§ **Exercise brief**: Give back the data in full, with every line exact.

§ **Data supplied**:

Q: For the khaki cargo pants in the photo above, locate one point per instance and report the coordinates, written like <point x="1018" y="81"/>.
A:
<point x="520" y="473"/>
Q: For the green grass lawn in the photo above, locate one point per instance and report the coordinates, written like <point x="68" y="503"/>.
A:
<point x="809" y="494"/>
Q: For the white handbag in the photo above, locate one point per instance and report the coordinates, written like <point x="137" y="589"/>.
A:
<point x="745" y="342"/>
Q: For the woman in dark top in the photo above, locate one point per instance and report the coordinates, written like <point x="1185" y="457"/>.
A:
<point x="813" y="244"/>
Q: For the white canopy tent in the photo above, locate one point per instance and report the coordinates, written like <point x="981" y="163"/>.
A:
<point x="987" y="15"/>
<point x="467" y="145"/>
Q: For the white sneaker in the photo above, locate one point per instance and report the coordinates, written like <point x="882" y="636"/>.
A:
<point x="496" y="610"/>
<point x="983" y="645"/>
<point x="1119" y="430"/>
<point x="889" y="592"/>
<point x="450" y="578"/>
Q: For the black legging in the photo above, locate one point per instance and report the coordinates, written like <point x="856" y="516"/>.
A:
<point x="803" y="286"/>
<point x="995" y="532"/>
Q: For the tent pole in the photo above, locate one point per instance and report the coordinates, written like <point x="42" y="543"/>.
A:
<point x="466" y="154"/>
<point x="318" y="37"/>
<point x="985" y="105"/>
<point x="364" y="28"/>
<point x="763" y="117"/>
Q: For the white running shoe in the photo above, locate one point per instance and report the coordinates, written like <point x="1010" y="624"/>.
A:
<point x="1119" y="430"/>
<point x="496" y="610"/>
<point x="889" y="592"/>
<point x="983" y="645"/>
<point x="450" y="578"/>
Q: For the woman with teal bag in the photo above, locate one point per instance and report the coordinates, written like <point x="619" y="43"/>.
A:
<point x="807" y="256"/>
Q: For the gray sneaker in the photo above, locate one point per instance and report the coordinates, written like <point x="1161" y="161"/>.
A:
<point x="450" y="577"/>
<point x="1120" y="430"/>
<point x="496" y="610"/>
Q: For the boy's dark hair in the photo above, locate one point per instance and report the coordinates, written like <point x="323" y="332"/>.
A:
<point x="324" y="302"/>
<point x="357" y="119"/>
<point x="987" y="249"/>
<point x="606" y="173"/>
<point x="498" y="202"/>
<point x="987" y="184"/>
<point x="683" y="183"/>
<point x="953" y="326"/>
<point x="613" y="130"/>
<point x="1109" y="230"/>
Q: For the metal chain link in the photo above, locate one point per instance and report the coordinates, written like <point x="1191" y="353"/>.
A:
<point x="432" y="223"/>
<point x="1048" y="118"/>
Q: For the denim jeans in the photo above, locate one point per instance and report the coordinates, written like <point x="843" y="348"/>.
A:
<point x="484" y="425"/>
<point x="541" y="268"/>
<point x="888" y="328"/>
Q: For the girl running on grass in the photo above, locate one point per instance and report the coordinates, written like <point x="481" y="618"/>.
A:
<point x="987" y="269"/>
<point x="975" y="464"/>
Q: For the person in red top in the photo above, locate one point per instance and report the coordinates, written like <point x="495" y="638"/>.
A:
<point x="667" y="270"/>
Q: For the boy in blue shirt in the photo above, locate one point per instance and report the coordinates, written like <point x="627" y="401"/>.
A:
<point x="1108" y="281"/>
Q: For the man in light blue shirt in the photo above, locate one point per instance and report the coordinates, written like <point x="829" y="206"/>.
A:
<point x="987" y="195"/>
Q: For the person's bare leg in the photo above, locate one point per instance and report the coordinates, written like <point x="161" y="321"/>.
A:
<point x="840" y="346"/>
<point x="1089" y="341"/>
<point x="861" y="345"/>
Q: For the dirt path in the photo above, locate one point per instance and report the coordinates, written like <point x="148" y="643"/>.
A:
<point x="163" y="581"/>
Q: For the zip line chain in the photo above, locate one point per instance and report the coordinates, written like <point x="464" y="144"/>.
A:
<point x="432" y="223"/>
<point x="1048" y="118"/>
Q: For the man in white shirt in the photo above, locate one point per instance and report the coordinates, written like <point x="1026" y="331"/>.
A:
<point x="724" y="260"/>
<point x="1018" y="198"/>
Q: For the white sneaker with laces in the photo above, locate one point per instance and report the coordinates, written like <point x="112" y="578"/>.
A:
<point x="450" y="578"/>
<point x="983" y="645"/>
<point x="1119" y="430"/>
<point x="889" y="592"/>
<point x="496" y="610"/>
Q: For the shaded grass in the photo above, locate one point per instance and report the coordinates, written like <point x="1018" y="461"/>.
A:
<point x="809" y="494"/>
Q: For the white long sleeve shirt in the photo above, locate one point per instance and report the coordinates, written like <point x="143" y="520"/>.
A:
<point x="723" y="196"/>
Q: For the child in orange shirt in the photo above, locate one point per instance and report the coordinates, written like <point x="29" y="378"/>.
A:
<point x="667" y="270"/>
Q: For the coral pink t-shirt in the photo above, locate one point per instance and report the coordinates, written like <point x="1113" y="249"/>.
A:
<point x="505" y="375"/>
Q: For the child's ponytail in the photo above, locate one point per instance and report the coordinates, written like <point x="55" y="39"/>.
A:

§ **Result**:
Q: For the khaki cargo pants in the photo above, locate one point per instance and report the coordinates, written like <point x="1018" y="81"/>.
A:
<point x="520" y="473"/>
Q: For the green grass lawn in the photo above, locate one point per instance and report the coordinates, written like <point x="68" y="503"/>.
A:
<point x="809" y="494"/>
Q: For the white handbag in the photo above, locate one point per instance and report the coordinates, written like <point x="137" y="589"/>.
A:
<point x="745" y="342"/>
Q: For the woman in dark top in the photo above, locate one point per instance and report the coordinates, written like <point x="1185" y="457"/>.
A:
<point x="813" y="244"/>
Q: For the white canopy tent in the photo above, locate one point per instance and report the coordinates, written like <point x="981" y="163"/>.
A:
<point x="987" y="15"/>
<point x="467" y="145"/>
Q: For the white sneaker in the photo above, locate one point per instance and report the coordinates, written like <point x="882" y="636"/>.
A:
<point x="496" y="610"/>
<point x="983" y="645"/>
<point x="1119" y="430"/>
<point x="889" y="592"/>
<point x="450" y="578"/>
Q: For the black legging in the photo above, locate one point per instance and report the coordinates, written like <point x="856" y="516"/>.
A:
<point x="803" y="286"/>
<point x="995" y="532"/>
Q: For the tent pole in the photo above, locate one point per instance and report the coordinates, written like <point x="42" y="543"/>.
A:
<point x="466" y="154"/>
<point x="318" y="37"/>
<point x="985" y="105"/>
<point x="364" y="28"/>
<point x="763" y="117"/>
Q: For the white running shoe in the photo above, locate one point per instance and report the coordinates, written like <point x="1010" y="624"/>.
A:
<point x="1119" y="430"/>
<point x="496" y="610"/>
<point x="889" y="592"/>
<point x="983" y="645"/>
<point x="450" y="578"/>
Q: For the woman with teal bag in the photo above, locate one point per instance and report the coordinates, written like <point x="619" y="43"/>.
A:
<point x="807" y="256"/>
Q: For the gray sneaker in the photo above, locate one point per instance and report the coordinates, written like <point x="1161" y="161"/>.
A:
<point x="450" y="577"/>
<point x="1120" y="430"/>
<point x="496" y="610"/>
Q: For the boy's dark hair in the photo above, locate one point per instance and report the coordinates, written like <point x="323" y="332"/>.
A:
<point x="324" y="302"/>
<point x="357" y="119"/>
<point x="987" y="249"/>
<point x="606" y="173"/>
<point x="498" y="202"/>
<point x="987" y="184"/>
<point x="683" y="183"/>
<point x="953" y="326"/>
<point x="613" y="130"/>
<point x="1109" y="230"/>
Q: For the metal chain link in the photo above, locate one point per instance and report the coordinates, written like <point x="1191" y="353"/>.
A:
<point x="432" y="223"/>
<point x="1048" y="118"/>
Q: For the denim jeans in the photo above, locate one point per instance and report the coordinates, written like <point x="843" y="348"/>.
A:
<point x="484" y="425"/>
<point x="541" y="268"/>
<point x="888" y="328"/>
Q: For the girl running on grass in the photo above, locate one point per instance and report the coordinates, written like <point x="481" y="618"/>.
A:
<point x="987" y="269"/>
<point x="975" y="464"/>
Q: For the person in red top in the photo above, locate one point per instance and report the coordinates, written like <point x="495" y="638"/>.
A:
<point x="667" y="270"/>
Q: For the boy in blue shirt in the photo above, locate one point per instance and report the coordinates, written like <point x="627" y="401"/>.
A:
<point x="1108" y="281"/>
Q: For the man in light blue shirt in the photo above, locate one point per instance and report the coordinates, written like <point x="829" y="206"/>.
A:
<point x="987" y="195"/>
Q: For the person's bare leg in the photo above, locate one point per instance and report the coordinates, written like <point x="161" y="321"/>.
A:
<point x="840" y="346"/>
<point x="1089" y="341"/>
<point x="861" y="345"/>
Q: For the dirt path in the photo above, locate one point per instance and report the coordinates, written like <point x="148" y="643"/>.
A:
<point x="163" y="581"/>
Q: For the zip line chain in the photo above, locate one point per instance and report the coordinates, written like <point x="464" y="144"/>.
A:
<point x="432" y="223"/>
<point x="1048" y="118"/>
Q: For the man in white shirt in the photo above, locate one point per instance and report the coordinates, written like <point x="1026" y="331"/>.
A:
<point x="724" y="260"/>
<point x="1018" y="198"/>
Q: For the white sneaker with laces in the photo above, locate one point per instance and report the coordinates, written like <point x="112" y="578"/>.
A:
<point x="450" y="578"/>
<point x="983" y="645"/>
<point x="1119" y="430"/>
<point x="889" y="592"/>
<point x="496" y="610"/>
Q: For the shaded grass in the photo above, locate one point per instance and report the coordinates, written like <point x="1018" y="461"/>.
A:
<point x="809" y="494"/>
Q: For the white long sleeve shirt in the photo above, locate one point per instance and report the coordinates, written like <point x="143" y="520"/>.
A:
<point x="723" y="196"/>
Q: For the child in orange shirt in the photo above, locate one point per instance and report the coordinates, written like <point x="29" y="378"/>.
A:
<point x="667" y="270"/>
Q: For the coral pink t-shirt in the photo above, locate one point per instance and report the coordinates, written like <point x="1113" y="249"/>.
A:
<point x="505" y="375"/>
Q: For the child's ponytail in the photo above, locate one point per instance and report the coordinates, written like <point x="55" y="39"/>.
A:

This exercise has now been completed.